TASK TO COMPLETE >> Format every line of the records below as a numbered list, omitting any blank lines.

RECORDS >>
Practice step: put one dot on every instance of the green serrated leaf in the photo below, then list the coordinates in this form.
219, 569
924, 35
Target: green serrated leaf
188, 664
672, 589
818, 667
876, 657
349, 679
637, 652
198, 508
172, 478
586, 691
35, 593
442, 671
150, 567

SOLUTION TO THE EXERCISE >>
1. Practice step: put one dot on every instance of the green serrated leaf in the photo below, then list the coordinates in this form.
2. 219, 569
3. 924, 35
4. Target: green serrated leaf
5. 188, 664
6. 672, 589
7. 818, 667
8. 876, 657
9. 349, 679
10. 637, 652
11. 198, 508
12. 172, 478
13. 586, 691
14. 35, 593
15. 442, 671
16. 150, 567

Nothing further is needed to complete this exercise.